**Task set**.
(1) In the Jersey food passage, please rewrite the paragraph beginning "Cider has been made in Jersey" as a short list that keeps its main facts.
(2) Translate this sentence from the Jersey food passage into Spanish: "Jersey cider butter is an ancient hangover from the times when the Channel island was covered in apple orchards."

**Provided text**.
Jersey has always had a good, if not great, gastro reputation. Your gastric juices automatically start getting loud and difficult to mask when the Channel island is mentioned. It is probably the best place to eat in the British Isles.
You think of its royal potatoes, heritage tomatoes (and carrots), Royal Bay oysters, lobsters, spider and chancre crabs, hand-dived scallops, bivalve mussels and its beef. And your palate salivates.
But black butter may not come so quickly to mind. The ancient fare won’t diminish your saliva production but it may increase your waistline.
Jersey cider butter is an ancient hangover from the times when the Channel island was covered in apple orchards. And cider drinkers.
St Lawrence’s La Faîs’sie d’Cidre celebrates Jersey’s rich heritage of growing apples and making cider. The highlight is traditional cider making – using horsepower to pulverise apples, then building layers of pulp on a press to extract juice.
The traditional farmhouse delicacy – called Beurre Nier in Jerrais (the local Norman-French dialect) – is spread on bread and toast or can be paired with cold meats or curry.
Cider has been made in Jersey since the 16th Century. The 18th Century saw its glory days. Cider supplemented wages. So as not to waste the apple harvest, black butter making co-operatives were common and making the conserve was an excuse for a party.

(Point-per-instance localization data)

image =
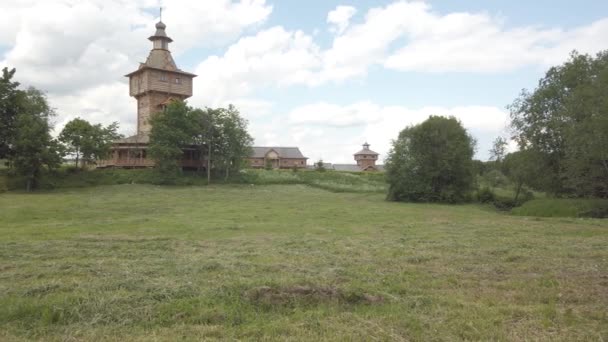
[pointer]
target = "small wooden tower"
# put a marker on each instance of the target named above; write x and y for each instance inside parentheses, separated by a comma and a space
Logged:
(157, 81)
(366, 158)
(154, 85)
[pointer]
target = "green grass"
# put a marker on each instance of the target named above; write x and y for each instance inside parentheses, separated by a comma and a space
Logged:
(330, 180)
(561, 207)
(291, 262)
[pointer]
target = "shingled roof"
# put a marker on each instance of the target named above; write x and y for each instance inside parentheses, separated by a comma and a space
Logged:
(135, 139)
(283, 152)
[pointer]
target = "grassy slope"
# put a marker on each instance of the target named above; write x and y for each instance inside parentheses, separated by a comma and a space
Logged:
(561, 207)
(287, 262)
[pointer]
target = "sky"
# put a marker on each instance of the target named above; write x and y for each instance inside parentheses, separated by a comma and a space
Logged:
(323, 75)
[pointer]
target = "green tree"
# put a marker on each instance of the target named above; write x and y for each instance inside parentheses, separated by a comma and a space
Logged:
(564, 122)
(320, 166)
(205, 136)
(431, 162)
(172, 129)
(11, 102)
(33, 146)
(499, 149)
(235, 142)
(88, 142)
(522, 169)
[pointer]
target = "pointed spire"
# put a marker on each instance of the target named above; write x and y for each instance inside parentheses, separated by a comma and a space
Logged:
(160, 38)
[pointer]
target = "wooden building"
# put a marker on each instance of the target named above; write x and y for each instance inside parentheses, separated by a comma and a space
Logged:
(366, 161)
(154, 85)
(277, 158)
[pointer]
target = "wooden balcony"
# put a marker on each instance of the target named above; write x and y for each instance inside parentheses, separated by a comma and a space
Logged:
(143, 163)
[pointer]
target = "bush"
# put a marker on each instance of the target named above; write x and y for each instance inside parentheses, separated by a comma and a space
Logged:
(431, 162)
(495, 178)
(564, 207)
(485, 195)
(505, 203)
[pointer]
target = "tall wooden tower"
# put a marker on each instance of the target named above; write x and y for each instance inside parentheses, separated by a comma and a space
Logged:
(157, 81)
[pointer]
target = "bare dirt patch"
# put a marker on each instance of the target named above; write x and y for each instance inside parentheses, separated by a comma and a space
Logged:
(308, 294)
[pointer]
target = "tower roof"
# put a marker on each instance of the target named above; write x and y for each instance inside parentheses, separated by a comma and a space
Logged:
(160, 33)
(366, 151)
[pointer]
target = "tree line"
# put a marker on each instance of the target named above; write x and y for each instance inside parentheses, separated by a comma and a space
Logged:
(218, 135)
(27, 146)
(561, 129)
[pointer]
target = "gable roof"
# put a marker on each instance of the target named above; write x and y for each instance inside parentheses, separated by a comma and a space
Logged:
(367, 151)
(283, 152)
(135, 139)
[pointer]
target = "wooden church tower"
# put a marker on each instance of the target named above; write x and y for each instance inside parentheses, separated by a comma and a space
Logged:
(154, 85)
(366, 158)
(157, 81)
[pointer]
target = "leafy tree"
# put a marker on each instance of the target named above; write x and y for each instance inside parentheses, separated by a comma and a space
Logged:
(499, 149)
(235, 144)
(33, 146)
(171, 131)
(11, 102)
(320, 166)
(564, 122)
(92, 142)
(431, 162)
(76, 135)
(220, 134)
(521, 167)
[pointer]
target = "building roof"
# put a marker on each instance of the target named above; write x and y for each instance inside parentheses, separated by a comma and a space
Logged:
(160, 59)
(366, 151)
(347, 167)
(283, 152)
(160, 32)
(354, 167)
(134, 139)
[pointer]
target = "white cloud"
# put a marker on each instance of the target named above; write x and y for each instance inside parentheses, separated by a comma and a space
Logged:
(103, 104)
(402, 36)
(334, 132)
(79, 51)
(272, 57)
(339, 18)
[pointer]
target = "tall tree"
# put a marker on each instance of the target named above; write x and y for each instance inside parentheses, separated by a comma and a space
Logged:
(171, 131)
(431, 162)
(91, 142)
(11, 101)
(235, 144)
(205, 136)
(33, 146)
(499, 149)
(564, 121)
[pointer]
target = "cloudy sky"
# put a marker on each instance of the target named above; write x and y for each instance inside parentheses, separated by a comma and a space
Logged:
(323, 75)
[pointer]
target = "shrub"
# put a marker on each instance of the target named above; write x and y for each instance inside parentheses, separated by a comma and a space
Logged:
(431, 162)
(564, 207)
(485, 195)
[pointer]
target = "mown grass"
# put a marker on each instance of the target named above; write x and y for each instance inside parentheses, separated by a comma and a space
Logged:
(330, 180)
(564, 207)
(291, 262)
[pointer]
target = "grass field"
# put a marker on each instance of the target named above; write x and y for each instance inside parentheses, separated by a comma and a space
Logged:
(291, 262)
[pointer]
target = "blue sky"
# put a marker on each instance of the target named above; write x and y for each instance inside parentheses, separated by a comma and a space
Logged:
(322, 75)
--
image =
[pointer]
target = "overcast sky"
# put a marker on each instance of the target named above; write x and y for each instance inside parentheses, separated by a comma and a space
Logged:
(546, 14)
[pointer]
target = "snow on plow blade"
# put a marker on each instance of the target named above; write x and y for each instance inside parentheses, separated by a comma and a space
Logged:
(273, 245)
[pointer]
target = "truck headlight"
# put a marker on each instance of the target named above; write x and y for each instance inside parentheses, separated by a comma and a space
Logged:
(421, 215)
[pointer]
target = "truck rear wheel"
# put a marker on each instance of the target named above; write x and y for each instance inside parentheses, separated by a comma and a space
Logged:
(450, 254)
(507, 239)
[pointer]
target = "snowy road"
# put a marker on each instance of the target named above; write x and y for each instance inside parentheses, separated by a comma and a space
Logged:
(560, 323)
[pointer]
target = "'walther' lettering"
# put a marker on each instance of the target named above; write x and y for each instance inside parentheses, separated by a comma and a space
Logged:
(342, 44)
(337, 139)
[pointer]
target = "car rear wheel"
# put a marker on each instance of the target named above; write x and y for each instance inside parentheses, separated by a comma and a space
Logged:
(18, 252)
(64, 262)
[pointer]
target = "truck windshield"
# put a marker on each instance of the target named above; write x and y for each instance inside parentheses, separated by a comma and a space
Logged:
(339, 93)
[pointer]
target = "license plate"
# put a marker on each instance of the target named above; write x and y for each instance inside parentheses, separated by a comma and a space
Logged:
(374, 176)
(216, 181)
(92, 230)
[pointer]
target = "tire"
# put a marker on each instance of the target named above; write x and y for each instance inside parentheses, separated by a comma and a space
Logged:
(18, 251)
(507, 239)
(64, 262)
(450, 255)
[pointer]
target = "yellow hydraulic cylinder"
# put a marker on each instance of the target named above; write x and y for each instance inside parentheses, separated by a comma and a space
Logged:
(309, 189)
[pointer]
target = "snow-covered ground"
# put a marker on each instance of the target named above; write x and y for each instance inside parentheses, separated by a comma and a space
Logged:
--
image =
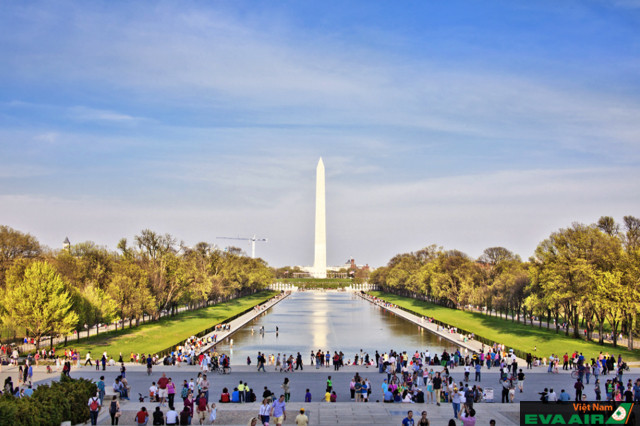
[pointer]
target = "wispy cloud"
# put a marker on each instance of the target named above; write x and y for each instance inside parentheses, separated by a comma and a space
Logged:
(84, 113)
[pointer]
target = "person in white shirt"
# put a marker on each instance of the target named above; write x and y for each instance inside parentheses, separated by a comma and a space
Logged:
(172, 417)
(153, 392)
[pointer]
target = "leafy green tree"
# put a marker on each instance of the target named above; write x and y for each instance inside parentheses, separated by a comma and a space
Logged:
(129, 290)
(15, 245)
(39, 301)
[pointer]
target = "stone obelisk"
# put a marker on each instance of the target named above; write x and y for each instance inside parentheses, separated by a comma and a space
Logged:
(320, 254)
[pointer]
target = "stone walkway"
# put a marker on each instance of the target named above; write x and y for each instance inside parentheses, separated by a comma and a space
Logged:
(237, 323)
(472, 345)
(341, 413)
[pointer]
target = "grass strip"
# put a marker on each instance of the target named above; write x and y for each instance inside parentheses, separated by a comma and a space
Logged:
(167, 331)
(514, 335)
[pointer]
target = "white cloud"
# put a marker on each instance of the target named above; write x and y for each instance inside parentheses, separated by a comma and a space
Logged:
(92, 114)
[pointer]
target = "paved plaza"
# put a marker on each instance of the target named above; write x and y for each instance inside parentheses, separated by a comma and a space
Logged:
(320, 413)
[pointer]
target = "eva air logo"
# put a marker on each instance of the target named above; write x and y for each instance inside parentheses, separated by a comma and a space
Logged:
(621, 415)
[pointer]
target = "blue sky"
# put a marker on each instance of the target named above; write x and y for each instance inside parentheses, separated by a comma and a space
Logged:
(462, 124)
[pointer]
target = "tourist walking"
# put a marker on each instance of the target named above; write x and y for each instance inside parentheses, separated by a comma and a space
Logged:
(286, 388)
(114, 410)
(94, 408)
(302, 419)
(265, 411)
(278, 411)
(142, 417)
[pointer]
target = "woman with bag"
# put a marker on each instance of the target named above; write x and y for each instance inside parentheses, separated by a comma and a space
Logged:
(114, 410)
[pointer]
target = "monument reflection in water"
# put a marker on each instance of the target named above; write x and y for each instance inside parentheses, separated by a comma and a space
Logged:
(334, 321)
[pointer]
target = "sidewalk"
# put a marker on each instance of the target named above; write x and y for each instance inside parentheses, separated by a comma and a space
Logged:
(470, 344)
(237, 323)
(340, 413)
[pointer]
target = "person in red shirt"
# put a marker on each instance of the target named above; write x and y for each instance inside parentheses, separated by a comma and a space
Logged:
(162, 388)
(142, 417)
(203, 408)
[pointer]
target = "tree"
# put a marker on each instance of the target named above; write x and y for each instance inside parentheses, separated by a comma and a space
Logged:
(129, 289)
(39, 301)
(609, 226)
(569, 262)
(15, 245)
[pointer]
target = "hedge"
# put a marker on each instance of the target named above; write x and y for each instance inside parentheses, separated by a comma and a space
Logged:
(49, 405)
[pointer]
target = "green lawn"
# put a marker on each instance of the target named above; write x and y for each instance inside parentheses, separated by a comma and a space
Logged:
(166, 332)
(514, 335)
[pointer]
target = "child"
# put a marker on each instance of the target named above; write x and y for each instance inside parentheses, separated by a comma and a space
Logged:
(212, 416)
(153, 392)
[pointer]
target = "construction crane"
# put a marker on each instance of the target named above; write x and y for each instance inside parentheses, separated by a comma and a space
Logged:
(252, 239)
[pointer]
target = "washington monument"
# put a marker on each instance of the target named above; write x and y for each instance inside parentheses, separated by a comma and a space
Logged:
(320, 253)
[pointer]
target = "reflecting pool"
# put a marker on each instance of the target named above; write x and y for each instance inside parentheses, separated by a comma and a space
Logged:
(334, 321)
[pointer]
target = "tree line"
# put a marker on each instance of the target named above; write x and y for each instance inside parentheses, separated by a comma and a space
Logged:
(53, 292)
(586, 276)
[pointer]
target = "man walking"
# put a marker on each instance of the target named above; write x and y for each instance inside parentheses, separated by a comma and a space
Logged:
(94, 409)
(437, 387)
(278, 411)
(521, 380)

**Solutions to the exercise**.
(1)
- Jersey has made cider since the 16th Century.
- The 18th Century was cider's glory days.
- Cider supplemented wages.
- Black butter co-operatives were common, so the apple harvest was not wasted.
- Making the conserve was an excuse for a party.

(2) La mantequilla de sidra de Jersey es un antiguo vestigio de la época en que la isla del Canal estaba cubierta de huertos de manzanos.